** TASK TO CARRY OUT **
Please filter the listing below, copying out every line that contains the word "butterfly".

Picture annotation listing
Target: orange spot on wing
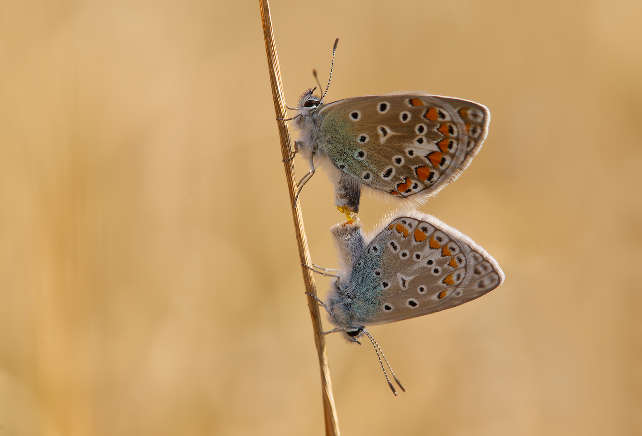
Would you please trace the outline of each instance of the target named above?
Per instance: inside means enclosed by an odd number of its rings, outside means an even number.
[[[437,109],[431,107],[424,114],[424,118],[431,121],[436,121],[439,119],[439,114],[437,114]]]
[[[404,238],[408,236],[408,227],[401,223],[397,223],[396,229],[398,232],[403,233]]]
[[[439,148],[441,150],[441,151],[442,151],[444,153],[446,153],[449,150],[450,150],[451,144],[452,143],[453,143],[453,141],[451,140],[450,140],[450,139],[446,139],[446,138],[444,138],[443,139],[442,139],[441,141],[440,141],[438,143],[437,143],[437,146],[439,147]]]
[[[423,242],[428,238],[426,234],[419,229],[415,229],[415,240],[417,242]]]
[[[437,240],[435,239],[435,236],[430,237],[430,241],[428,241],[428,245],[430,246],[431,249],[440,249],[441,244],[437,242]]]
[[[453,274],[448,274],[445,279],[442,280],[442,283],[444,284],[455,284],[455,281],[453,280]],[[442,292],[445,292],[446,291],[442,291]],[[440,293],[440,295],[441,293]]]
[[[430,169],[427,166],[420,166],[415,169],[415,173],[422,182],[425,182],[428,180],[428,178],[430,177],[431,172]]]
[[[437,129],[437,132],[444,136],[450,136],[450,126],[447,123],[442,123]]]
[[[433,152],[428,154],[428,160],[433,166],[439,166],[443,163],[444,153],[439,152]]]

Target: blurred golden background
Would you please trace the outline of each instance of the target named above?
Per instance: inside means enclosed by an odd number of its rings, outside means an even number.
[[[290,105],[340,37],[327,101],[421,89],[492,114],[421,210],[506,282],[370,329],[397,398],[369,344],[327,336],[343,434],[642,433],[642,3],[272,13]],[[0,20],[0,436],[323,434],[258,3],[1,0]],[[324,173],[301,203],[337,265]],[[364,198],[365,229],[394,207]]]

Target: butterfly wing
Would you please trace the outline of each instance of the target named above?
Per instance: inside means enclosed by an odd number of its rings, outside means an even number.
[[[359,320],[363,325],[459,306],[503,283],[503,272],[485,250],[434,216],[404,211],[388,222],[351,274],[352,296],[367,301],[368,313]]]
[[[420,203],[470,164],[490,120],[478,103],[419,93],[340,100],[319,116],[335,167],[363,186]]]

* * *

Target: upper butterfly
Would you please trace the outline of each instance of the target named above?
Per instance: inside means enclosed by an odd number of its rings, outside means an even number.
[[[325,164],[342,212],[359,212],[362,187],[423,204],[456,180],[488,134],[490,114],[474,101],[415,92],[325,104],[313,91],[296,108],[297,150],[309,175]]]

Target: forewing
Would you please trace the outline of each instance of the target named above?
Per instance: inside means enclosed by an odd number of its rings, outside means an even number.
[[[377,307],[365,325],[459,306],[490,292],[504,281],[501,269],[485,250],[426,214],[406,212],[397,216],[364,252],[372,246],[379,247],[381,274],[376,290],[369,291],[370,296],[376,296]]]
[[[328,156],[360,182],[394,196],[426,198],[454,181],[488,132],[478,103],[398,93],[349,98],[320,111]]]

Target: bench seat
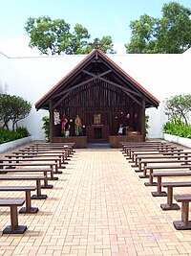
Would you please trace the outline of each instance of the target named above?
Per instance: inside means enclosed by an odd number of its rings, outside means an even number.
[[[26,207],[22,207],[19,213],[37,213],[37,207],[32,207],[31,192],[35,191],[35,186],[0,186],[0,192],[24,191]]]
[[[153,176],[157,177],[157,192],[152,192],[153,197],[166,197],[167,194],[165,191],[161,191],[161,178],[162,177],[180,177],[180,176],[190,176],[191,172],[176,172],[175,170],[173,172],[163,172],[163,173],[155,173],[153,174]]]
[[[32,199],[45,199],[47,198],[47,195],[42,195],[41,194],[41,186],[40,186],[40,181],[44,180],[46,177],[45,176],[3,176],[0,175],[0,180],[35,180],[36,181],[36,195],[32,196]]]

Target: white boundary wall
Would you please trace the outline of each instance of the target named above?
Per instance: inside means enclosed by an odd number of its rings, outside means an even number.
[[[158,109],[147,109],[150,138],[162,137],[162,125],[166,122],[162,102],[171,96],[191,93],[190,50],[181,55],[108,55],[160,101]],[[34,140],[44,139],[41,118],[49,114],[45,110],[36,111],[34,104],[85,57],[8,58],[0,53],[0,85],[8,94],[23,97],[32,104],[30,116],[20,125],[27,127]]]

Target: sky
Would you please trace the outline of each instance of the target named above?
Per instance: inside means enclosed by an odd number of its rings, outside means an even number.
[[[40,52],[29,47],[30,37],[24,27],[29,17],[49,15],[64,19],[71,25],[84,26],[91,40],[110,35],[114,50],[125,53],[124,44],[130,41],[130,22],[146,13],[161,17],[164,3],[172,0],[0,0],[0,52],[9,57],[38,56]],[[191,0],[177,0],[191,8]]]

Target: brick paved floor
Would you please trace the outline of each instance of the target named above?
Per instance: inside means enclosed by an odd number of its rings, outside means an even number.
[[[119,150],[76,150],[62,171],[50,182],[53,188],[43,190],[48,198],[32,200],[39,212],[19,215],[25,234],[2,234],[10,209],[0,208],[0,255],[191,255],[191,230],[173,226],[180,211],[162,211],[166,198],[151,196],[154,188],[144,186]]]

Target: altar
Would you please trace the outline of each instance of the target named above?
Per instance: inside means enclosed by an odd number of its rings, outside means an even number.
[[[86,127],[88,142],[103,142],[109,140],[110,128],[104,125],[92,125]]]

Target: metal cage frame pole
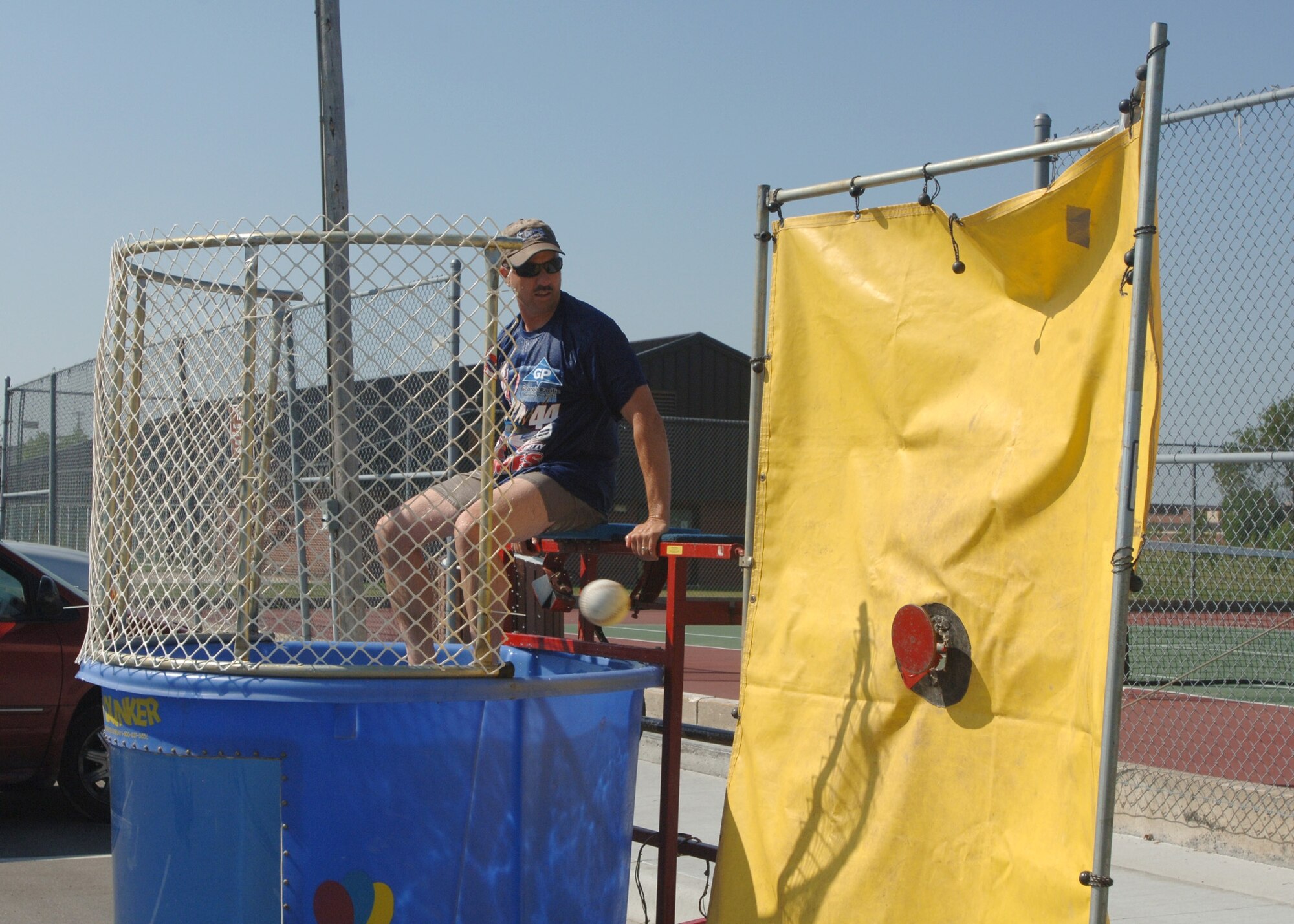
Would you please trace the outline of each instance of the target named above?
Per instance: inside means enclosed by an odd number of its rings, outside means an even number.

** ANSWER **
Target: butterfly wing
Target: upper butterfly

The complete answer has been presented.